» **DIRECTIONS FOR THIS TASK**
Rewrite the records from the line containing "Task: point out the pectoral" through the end of the records, task lines included. Multiply every point coordinate by 1.75, round each to the nearest whole number with halves going up, and leave the pictures out.

---------- INFORMATION GIVEN

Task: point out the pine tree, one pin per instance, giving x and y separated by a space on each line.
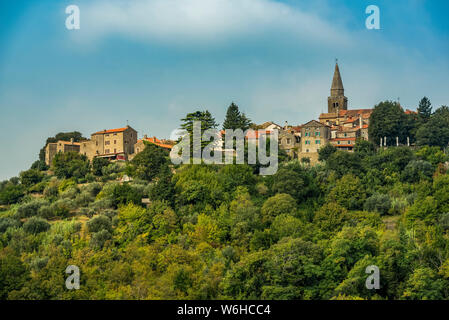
207 122
424 109
235 120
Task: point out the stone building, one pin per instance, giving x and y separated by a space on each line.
61 146
344 123
140 145
314 135
114 144
290 140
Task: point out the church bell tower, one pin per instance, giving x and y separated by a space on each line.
337 100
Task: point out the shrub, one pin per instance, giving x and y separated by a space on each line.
36 225
11 194
66 184
30 209
46 212
70 164
416 171
98 239
279 204
61 208
6 223
99 223
30 177
380 203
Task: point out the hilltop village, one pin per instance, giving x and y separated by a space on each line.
339 127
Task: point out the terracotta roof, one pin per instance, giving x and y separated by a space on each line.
157 142
344 145
112 130
344 139
68 142
255 134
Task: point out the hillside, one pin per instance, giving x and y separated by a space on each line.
215 232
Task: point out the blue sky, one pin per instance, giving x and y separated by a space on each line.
153 61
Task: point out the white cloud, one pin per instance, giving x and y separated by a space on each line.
207 21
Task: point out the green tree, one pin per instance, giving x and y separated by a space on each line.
70 164
279 204
207 122
236 120
98 164
325 152
149 163
30 177
424 284
11 194
13 273
388 120
435 132
424 110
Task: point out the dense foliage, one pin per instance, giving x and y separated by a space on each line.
219 232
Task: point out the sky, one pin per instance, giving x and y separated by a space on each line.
150 62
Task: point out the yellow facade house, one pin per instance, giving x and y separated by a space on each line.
114 144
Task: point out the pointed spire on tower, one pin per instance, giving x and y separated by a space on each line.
337 84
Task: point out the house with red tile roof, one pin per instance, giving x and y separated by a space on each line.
114 144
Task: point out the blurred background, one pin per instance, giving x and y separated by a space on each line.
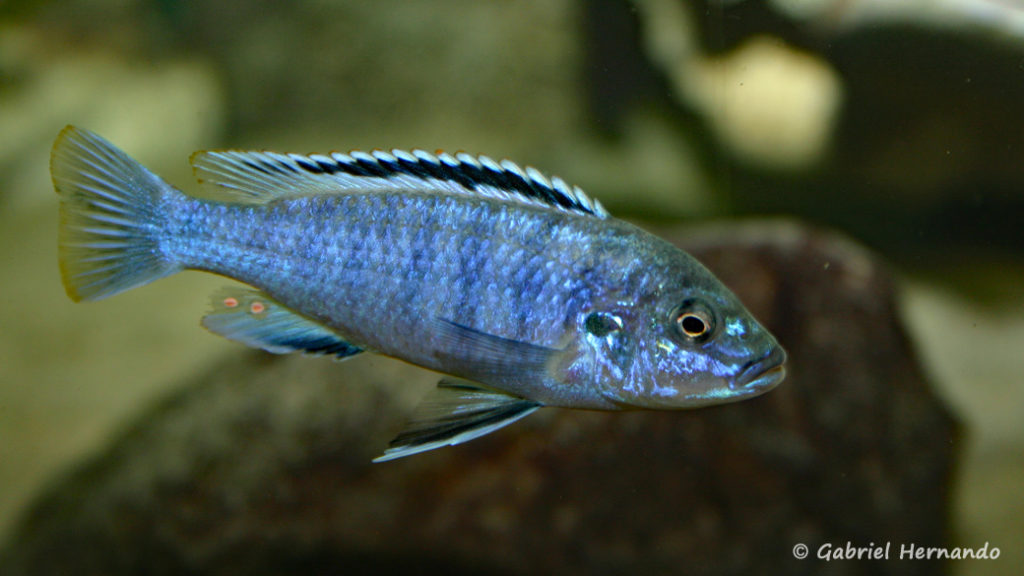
900 124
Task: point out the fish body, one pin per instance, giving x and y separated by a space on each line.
521 288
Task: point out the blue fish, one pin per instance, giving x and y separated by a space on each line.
521 289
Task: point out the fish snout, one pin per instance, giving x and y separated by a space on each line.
762 374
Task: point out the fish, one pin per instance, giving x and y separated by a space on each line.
521 290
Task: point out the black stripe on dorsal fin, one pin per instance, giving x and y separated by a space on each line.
261 176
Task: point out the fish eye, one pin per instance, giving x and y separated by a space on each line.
694 321
601 324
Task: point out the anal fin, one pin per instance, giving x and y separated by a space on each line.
457 412
248 316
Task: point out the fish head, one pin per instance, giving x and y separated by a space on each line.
681 347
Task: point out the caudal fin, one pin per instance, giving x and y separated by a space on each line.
111 220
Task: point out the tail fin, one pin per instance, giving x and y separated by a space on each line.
111 220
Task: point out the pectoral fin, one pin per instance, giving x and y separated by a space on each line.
250 317
484 356
457 412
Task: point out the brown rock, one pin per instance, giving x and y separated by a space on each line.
262 465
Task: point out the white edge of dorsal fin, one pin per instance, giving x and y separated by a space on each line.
262 176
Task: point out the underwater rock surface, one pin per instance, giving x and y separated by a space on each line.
262 465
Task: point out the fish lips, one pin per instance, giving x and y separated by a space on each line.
761 375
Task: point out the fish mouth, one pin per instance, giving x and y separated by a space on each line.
762 375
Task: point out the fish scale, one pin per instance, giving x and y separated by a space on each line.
521 289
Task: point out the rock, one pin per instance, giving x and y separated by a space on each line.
262 465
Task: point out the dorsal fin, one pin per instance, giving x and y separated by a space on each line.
262 176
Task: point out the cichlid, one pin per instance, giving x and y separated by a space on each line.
521 289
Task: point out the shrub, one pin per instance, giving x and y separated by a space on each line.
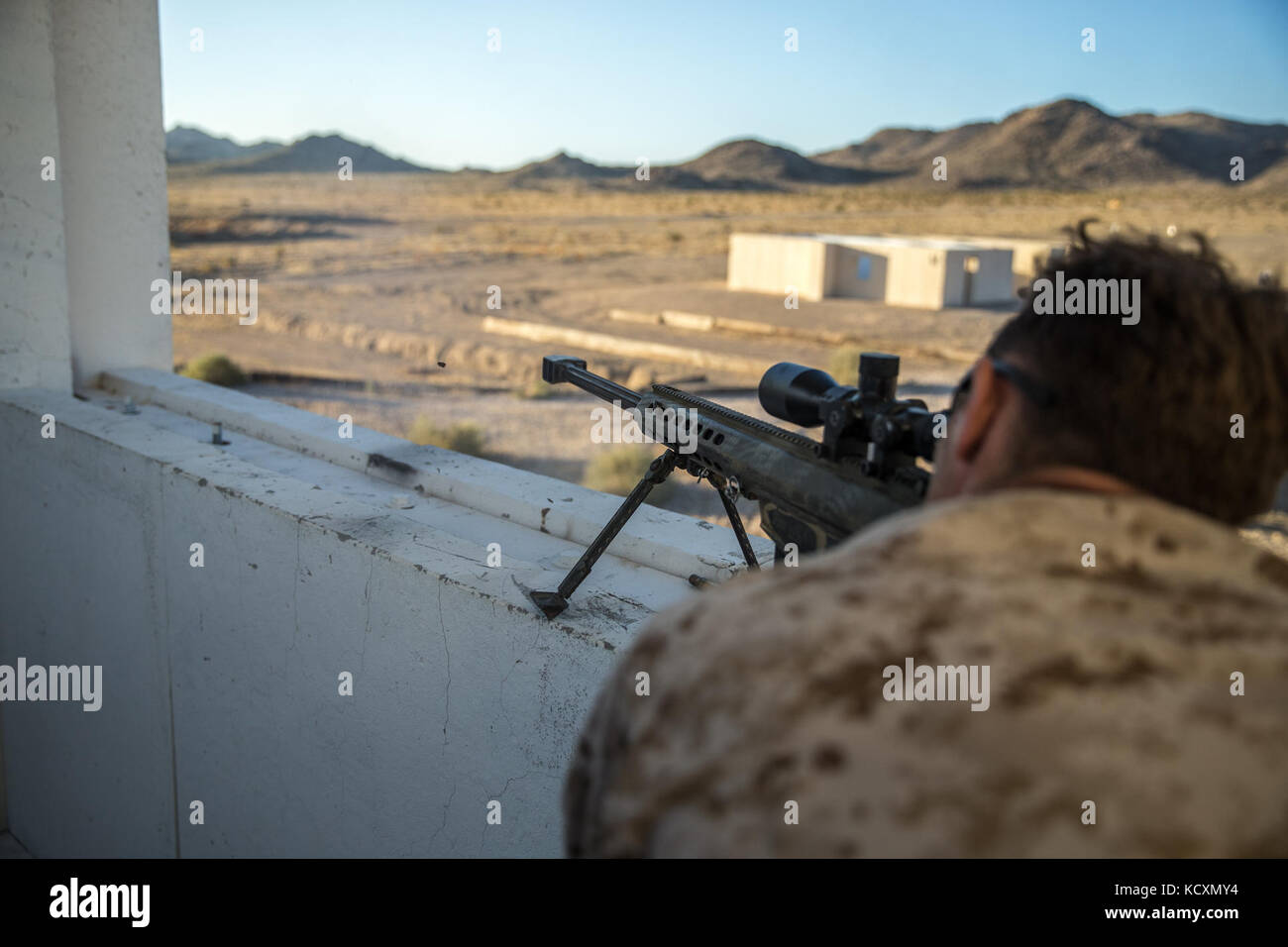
215 368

--------------------

» **RESPONSE TO THIS TASK**
Task: point out the pectoral fin, one pin per instance, giving x and y separated by a space on each line.
438 555
847 623
800 721
Task: point out the brown rock, one pin per instance, giving x and y separated by a space on each line.
459 814
Task: point out the white edge of dorsal fin, one pin per instance, giving x and y separated by a space on each line.
459 308
Task: point out the underwater rock surface, one pin per instance, giving x and y separated by a space on each line.
459 814
Task: point out the fish lips, one pin per instance, giving x and y separated by a space on each line.
1332 656
Task: point out the fish mouth, one pin per instance, giving x and y separated by a space on each line.
1334 656
Task: point out the fish scale, one pin per instance, giving x and y separated by a space on each line.
912 506
Task: point out the rock, one pin per instance, giving x and y separated by a space on each line.
459 814
Task: point out the dorsal fin, one pin per instance, giving x and y separated by a space on each line.
459 308
Task: point out the cichlid, one pin per instance, giving x and y separated by a space on each line.
912 506
Task: point out the shrub, one pin per instance, giving x and y separated by a space on each line.
376 644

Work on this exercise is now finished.